▶ _Aim of the exercise_:
Copy out all lines from the entries below in which "wall" occurs.

[Collection entries]
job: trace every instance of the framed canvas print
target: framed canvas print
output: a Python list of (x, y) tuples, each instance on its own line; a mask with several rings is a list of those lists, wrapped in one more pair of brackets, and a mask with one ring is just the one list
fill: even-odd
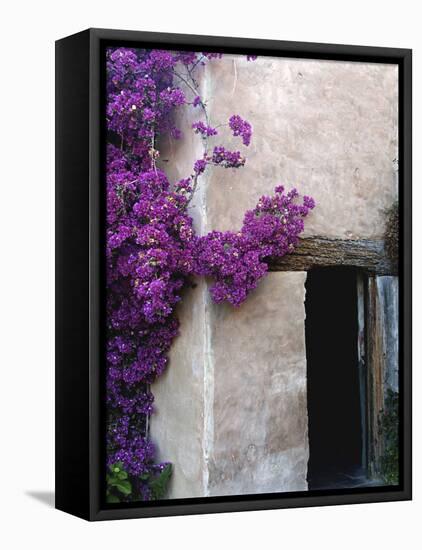
[(56, 506), (411, 498), (411, 50), (56, 43)]

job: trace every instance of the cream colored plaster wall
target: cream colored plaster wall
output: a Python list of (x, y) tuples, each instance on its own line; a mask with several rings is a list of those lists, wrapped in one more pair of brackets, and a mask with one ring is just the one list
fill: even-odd
[[(245, 210), (283, 183), (312, 195), (305, 235), (381, 238), (397, 196), (397, 69), (392, 65), (226, 56), (201, 78), (212, 124), (239, 114), (254, 136), (239, 170), (210, 168), (191, 213), (203, 234), (236, 229)], [(172, 181), (202, 156), (162, 144)], [(221, 140), (218, 138), (216, 143)], [(271, 273), (239, 309), (211, 302), (204, 281), (178, 314), (181, 334), (154, 385), (151, 436), (174, 464), (170, 498), (307, 488), (305, 273)]]

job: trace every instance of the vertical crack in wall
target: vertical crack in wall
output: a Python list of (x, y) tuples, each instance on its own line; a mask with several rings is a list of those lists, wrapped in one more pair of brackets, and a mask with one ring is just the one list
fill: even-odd
[[(211, 94), (211, 75), (209, 66), (206, 65), (203, 79), (201, 82), (202, 97), (207, 100)], [(210, 115), (210, 109), (208, 108), (208, 114)], [(202, 176), (202, 189), (201, 189), (201, 233), (205, 234), (209, 231), (208, 227), (208, 209), (207, 209), (207, 189), (209, 183), (209, 172), (213, 168), (209, 166)], [(203, 451), (204, 451), (204, 465), (203, 465), (203, 494), (209, 496), (209, 464), (212, 455), (213, 443), (214, 443), (214, 354), (212, 349), (212, 328), (210, 317), (212, 315), (212, 300), (208, 292), (208, 285), (204, 289), (203, 294), (203, 306), (204, 306), (204, 425), (203, 425)]]
[(203, 493), (209, 496), (210, 460), (214, 445), (214, 354), (212, 349), (212, 328), (210, 316), (212, 303), (208, 289), (204, 294), (204, 470)]

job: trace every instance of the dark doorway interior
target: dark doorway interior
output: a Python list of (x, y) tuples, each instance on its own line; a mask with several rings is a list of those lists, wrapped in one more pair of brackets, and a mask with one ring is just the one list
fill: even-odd
[(357, 273), (314, 269), (306, 282), (309, 489), (359, 485), (362, 426)]

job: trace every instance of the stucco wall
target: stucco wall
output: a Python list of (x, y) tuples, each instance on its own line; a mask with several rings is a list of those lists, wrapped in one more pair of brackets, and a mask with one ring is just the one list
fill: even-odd
[[(226, 56), (201, 83), (211, 124), (240, 114), (254, 136), (245, 167), (207, 169), (191, 211), (199, 233), (238, 228), (283, 183), (317, 201), (306, 235), (382, 236), (397, 195), (395, 66)], [(189, 129), (198, 117), (184, 109), (184, 139), (162, 144), (172, 181), (202, 155)], [(272, 273), (240, 309), (214, 305), (204, 281), (186, 296), (153, 388), (151, 437), (174, 464), (170, 498), (307, 488), (305, 279)]]
[(397, 66), (227, 56), (208, 71), (211, 123), (236, 113), (254, 130), (244, 168), (211, 172), (212, 229), (239, 227), (282, 183), (317, 202), (305, 235), (382, 236), (397, 195)]
[(205, 339), (208, 324), (203, 300), (207, 289), (200, 282), (185, 296), (178, 314), (181, 335), (176, 338), (170, 366), (154, 384), (155, 414), (151, 437), (159, 458), (173, 464), (170, 497), (204, 496)]
[(210, 311), (209, 494), (306, 490), (305, 273)]

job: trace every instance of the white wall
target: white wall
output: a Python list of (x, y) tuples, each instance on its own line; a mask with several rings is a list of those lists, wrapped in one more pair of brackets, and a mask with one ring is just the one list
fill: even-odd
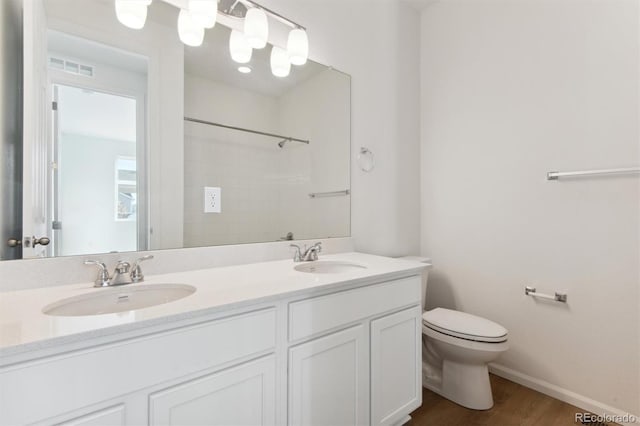
[(511, 370), (497, 371), (597, 413), (640, 414), (640, 183), (545, 174), (640, 162), (638, 12), (485, 0), (422, 14), (428, 306), (503, 324)]

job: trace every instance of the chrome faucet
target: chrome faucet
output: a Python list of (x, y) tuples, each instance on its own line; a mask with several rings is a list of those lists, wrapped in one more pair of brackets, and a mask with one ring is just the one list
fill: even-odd
[(317, 242), (309, 248), (305, 245), (304, 252), (300, 249), (299, 245), (291, 244), (289, 247), (296, 249), (296, 252), (293, 255), (294, 262), (312, 262), (314, 260), (318, 260), (318, 253), (322, 251), (321, 242)]
[(95, 280), (94, 287), (111, 287), (144, 281), (144, 275), (142, 275), (140, 263), (149, 259), (153, 259), (153, 255), (149, 254), (140, 257), (133, 262), (133, 265), (125, 260), (120, 260), (116, 264), (112, 276), (109, 275), (107, 266), (103, 262), (97, 260), (85, 260), (84, 264), (95, 265), (99, 268), (98, 278)]
[(131, 270), (131, 264), (125, 260), (119, 260), (116, 264), (116, 268), (113, 270), (111, 276), (111, 284), (109, 285), (124, 285), (130, 284), (131, 278), (127, 277), (127, 274)]

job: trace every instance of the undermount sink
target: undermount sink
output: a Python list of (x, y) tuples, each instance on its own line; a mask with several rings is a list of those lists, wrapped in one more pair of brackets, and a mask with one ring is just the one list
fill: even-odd
[(46, 315), (78, 317), (114, 314), (162, 305), (196, 292), (186, 284), (151, 284), (97, 289), (90, 294), (69, 297), (45, 306)]
[(357, 263), (342, 262), (337, 260), (316, 260), (313, 262), (302, 263), (294, 266), (298, 272), (309, 272), (313, 274), (339, 274), (342, 272), (357, 271), (359, 269), (367, 269), (364, 265)]

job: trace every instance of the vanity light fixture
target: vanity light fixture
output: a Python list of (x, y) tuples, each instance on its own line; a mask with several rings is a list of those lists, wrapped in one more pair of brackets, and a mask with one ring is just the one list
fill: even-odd
[(251, 68), (247, 66), (241, 66), (238, 67), (238, 71), (240, 71), (242, 74), (249, 74), (251, 72)]
[(309, 57), (309, 38), (302, 28), (294, 28), (289, 31), (287, 39), (287, 52), (293, 65), (304, 65)]
[(139, 30), (147, 21), (151, 0), (116, 0), (116, 16), (125, 27)]
[(231, 59), (239, 64), (246, 64), (251, 60), (253, 49), (242, 31), (231, 30), (229, 52), (231, 53)]
[[(223, 4), (223, 3), (221, 3)], [(247, 43), (254, 49), (262, 49), (267, 44), (269, 38), (269, 18), (277, 20), (292, 29), (287, 38), (286, 49), (274, 46), (271, 50), (271, 72), (276, 77), (286, 77), (291, 72), (291, 65), (304, 65), (309, 57), (309, 38), (306, 29), (285, 18), (284, 16), (255, 3), (253, 0), (235, 0), (231, 5), (223, 7), (221, 14), (236, 19), (244, 18), (244, 36)], [(229, 50), (231, 57), (236, 61), (236, 56), (242, 55), (238, 52), (239, 43), (237, 34), (232, 32), (229, 40)], [(241, 62), (242, 63), (242, 62)]]
[(271, 72), (276, 77), (286, 77), (291, 72), (289, 53), (281, 47), (271, 48)]
[(254, 49), (262, 49), (269, 39), (269, 21), (264, 10), (252, 7), (247, 10), (244, 17), (244, 34), (249, 46)]
[(204, 40), (204, 28), (196, 24), (188, 10), (180, 9), (178, 14), (178, 35), (187, 46), (197, 47)]
[[(118, 20), (129, 28), (140, 29), (147, 20), (147, 9), (152, 0), (115, 0)], [(269, 17), (292, 27), (287, 38), (286, 49), (273, 46), (271, 49), (271, 72), (276, 77), (286, 77), (291, 65), (304, 65), (309, 57), (309, 38), (306, 29), (284, 16), (255, 3), (252, 0), (182, 0), (178, 14), (178, 35), (188, 46), (200, 46), (205, 29), (213, 28), (218, 14), (227, 18), (244, 19), (244, 31), (231, 28), (229, 51), (231, 58), (240, 64), (251, 61), (252, 49), (262, 49), (269, 39)], [(224, 22), (224, 21), (223, 21)], [(237, 28), (237, 27), (236, 27)], [(249, 69), (250, 70), (250, 69)]]

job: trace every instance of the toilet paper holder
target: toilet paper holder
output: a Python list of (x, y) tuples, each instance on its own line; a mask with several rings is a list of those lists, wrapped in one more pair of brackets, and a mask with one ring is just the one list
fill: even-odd
[(567, 303), (567, 293), (558, 293), (556, 291), (555, 295), (537, 293), (535, 287), (526, 286), (524, 288), (524, 294), (532, 297), (539, 297), (541, 299), (549, 299), (555, 300), (556, 302)]

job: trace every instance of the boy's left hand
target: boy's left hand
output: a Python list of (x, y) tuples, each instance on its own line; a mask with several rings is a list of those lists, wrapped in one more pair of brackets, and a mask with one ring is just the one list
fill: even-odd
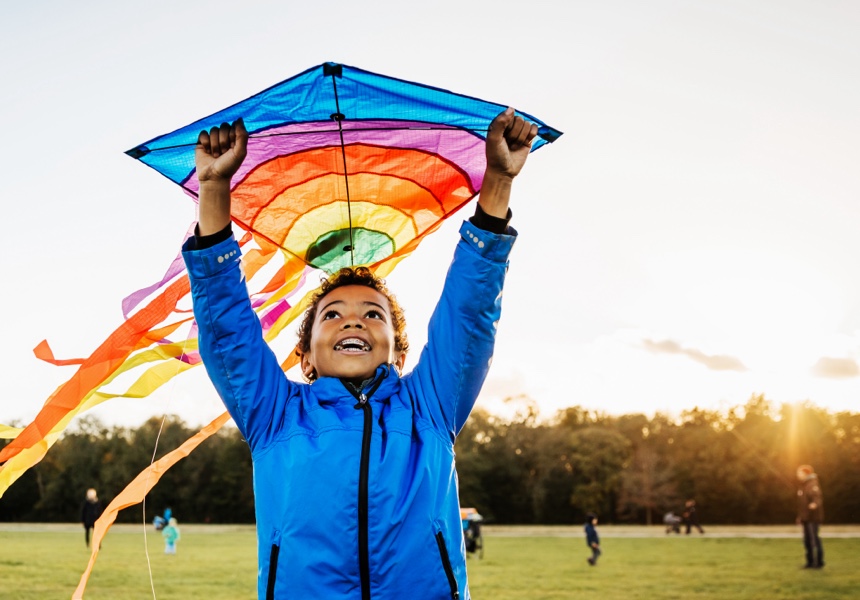
[(487, 172), (513, 179), (522, 170), (531, 151), (538, 126), (514, 114), (500, 113), (487, 131)]
[(248, 153), (248, 132), (245, 122), (239, 118), (232, 125), (223, 123), (205, 129), (197, 136), (197, 146), (194, 149), (194, 162), (197, 167), (197, 179), (201, 185), (204, 182), (226, 182), (239, 170), (242, 161)]

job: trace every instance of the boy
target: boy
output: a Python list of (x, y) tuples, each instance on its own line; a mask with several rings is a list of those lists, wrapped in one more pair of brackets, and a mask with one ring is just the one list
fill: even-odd
[(164, 553), (176, 554), (176, 542), (179, 541), (179, 525), (174, 518), (171, 518), (167, 525), (161, 530), (161, 535), (164, 537)]
[(592, 567), (597, 564), (597, 559), (600, 558), (600, 536), (597, 535), (597, 515), (588, 513), (585, 515), (585, 543), (591, 548), (591, 556), (586, 560)]
[(305, 315), (301, 384), (262, 339), (230, 232), (244, 124), (200, 133), (199, 221), (183, 254), (200, 354), (251, 448), (260, 598), (470, 597), (454, 440), (489, 369), (511, 184), (536, 135), (512, 109), (491, 124), (478, 208), (412, 372), (400, 376), (396, 300), (367, 269), (344, 269)]

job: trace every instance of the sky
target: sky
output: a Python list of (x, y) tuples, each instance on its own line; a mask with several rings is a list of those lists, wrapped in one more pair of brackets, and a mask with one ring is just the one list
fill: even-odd
[[(123, 152), (326, 61), (565, 132), (514, 184), (520, 236), (478, 406), (677, 415), (764, 394), (856, 412), (858, 31), (851, 1), (3, 3), (0, 423), (32, 420), (73, 373), (32, 349), (88, 356), (195, 220)], [(388, 278), (416, 350), (472, 210)], [(194, 369), (90, 414), (222, 410)]]

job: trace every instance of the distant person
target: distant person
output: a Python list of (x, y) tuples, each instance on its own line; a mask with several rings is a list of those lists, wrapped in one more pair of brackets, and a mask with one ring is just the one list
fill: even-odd
[(588, 513), (585, 515), (585, 543), (591, 548), (591, 556), (586, 560), (592, 567), (597, 564), (597, 559), (600, 558), (600, 536), (597, 535), (597, 515)]
[(705, 533), (702, 526), (699, 525), (699, 513), (696, 511), (696, 501), (690, 498), (684, 504), (684, 524), (687, 526), (687, 535), (690, 535), (690, 529), (695, 527), (699, 533)]
[(81, 523), (84, 525), (84, 539), (87, 542), (87, 548), (90, 547), (90, 533), (92, 533), (98, 518), (102, 516), (103, 510), (95, 488), (88, 489), (87, 497), (81, 505)]
[(179, 541), (179, 525), (173, 517), (161, 530), (161, 535), (164, 537), (164, 553), (176, 554), (176, 542)]
[(797, 467), (797, 523), (803, 526), (803, 546), (806, 548), (804, 569), (820, 569), (824, 566), (824, 548), (818, 529), (824, 521), (824, 498), (818, 475), (809, 465)]

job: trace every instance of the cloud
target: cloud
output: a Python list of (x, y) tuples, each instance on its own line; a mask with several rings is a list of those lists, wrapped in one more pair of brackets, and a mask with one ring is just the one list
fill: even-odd
[[(498, 367), (500, 365), (496, 365)], [(502, 400), (526, 393), (523, 374), (516, 370), (490, 369), (490, 376), (481, 388), (481, 396)]]
[(831, 358), (823, 356), (812, 367), (812, 374), (828, 379), (847, 379), (860, 375), (860, 367), (853, 358)]
[[(705, 354), (695, 348), (684, 348), (676, 341), (661, 340), (659, 342), (649, 339), (642, 340), (642, 345), (649, 352), (655, 354), (681, 354), (697, 363), (706, 366), (712, 371), (746, 371), (747, 368), (734, 356), (723, 354)], [(856, 365), (855, 365), (856, 366)]]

▶ _Solution for this task_:
job: trace every instance of the cream colored plaster wall
target: cream colored plaster wall
job: trace every instance of the vertical crack in wall
target: vertical crack in wall
job: trace every instance of the stucco wall
target: stucco wall
job: trace every instance of the white wall
target: white wall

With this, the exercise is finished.